• **Task instructions**:
Search the records for the string "below", then copy each line that has it.

• **Record excerpts**:

◆ ◆ ◆ ◆ ◆

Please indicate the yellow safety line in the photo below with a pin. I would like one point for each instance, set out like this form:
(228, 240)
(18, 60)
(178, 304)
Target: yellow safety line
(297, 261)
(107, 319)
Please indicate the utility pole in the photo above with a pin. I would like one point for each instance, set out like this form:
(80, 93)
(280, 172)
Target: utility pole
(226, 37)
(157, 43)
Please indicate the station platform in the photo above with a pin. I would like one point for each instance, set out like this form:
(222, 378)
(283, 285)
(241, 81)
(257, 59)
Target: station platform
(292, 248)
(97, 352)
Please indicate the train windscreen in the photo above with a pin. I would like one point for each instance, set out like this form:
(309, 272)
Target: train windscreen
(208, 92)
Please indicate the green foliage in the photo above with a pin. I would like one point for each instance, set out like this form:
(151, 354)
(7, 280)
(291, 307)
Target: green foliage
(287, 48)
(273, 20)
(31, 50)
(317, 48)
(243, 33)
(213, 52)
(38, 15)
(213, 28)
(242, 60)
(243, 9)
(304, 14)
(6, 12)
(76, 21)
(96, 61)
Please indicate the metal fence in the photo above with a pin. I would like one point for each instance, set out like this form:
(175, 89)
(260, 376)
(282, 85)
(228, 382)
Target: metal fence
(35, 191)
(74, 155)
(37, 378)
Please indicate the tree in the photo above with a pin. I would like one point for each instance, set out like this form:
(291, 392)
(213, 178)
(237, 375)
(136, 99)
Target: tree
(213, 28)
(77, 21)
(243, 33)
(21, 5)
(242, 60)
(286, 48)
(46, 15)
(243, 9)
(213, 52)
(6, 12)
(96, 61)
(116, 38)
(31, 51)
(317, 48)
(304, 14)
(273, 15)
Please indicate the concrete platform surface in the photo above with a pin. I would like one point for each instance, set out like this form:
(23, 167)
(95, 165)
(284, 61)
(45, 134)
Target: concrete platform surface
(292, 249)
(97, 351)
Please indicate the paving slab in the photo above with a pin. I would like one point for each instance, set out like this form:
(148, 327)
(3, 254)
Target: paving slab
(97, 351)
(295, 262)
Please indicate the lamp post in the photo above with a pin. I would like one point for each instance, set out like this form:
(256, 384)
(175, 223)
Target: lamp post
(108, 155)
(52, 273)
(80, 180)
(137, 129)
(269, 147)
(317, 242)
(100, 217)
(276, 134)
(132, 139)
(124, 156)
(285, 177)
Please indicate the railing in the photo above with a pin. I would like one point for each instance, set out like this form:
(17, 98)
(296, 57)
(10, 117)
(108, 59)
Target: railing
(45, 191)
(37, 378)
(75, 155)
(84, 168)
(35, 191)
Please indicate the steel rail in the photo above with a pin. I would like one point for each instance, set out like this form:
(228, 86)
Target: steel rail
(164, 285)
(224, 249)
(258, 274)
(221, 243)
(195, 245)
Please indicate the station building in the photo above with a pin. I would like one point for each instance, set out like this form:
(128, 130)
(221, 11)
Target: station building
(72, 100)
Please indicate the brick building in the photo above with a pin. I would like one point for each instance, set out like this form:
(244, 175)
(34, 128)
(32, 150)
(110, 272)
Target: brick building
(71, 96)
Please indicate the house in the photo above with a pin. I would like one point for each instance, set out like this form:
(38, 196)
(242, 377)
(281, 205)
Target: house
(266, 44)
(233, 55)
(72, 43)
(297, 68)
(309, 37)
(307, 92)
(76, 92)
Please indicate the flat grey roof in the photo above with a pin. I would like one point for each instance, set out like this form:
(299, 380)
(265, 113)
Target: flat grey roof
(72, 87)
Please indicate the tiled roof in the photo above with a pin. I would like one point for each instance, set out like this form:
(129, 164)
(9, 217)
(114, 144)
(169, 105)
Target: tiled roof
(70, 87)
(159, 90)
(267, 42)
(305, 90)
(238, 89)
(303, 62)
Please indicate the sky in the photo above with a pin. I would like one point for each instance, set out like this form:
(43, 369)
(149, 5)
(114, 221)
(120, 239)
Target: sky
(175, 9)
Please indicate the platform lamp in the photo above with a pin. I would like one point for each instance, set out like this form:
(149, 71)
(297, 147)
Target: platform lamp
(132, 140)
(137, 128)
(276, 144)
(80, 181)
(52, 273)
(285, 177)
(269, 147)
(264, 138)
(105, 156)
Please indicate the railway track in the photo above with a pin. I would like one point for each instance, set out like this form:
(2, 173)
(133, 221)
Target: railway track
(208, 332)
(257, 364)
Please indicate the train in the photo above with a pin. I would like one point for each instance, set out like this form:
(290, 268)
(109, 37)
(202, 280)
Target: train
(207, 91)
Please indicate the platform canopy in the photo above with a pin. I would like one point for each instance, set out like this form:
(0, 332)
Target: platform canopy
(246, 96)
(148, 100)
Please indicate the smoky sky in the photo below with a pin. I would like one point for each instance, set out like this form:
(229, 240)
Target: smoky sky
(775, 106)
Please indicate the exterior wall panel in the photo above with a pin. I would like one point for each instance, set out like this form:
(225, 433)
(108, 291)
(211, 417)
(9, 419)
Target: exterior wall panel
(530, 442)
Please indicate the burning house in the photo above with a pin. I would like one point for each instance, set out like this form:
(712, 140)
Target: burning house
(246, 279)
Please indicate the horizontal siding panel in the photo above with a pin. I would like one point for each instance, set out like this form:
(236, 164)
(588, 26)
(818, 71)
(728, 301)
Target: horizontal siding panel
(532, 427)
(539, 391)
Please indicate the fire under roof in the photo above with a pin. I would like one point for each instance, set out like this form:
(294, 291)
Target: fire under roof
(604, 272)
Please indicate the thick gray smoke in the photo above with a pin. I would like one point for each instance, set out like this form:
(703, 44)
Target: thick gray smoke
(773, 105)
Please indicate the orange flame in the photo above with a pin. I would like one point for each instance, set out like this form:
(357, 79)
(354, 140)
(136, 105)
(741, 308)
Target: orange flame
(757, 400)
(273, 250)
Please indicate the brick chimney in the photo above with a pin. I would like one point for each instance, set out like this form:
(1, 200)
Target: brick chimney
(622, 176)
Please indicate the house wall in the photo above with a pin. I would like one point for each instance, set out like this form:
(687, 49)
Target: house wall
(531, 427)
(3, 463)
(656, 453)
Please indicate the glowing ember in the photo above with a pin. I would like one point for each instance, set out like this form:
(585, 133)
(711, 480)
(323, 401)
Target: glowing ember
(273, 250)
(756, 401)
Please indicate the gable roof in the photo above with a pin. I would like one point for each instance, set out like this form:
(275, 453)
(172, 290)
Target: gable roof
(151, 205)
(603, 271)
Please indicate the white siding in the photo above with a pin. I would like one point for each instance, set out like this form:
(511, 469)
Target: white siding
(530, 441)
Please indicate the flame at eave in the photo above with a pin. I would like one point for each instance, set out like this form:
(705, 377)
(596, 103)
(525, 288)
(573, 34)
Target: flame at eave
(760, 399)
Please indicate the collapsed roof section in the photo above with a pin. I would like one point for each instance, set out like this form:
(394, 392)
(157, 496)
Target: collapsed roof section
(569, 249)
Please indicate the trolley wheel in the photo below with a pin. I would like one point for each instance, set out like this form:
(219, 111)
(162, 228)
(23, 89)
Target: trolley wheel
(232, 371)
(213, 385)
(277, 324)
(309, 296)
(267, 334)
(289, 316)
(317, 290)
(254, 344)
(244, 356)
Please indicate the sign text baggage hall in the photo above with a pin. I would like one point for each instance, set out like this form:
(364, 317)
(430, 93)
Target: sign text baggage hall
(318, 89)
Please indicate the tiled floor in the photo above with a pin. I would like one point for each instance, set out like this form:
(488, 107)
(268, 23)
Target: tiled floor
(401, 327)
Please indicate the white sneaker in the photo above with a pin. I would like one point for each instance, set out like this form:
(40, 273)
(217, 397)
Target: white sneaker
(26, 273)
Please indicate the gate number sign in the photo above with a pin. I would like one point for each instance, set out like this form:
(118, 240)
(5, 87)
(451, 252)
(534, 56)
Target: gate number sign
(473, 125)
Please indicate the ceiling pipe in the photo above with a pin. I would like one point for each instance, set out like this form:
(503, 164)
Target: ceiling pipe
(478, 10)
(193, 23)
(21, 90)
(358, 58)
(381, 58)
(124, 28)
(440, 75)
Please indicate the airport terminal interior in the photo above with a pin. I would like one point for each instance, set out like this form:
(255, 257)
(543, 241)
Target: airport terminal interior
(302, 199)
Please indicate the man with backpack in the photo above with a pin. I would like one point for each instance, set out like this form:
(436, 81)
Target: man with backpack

◆ ◆ ◆ ◆ ◆

• **Written answer**:
Please indicate the yellow safety line in the photo below with a pin. I would like one point for each instance, set out like this form:
Please indicate the smoky sky in the photo below with a pin. I would like one point for each instance, set out like this form:
Please indicate the trolley wheel in the photo below with a pin. I would like one point for each instance, set out like this form:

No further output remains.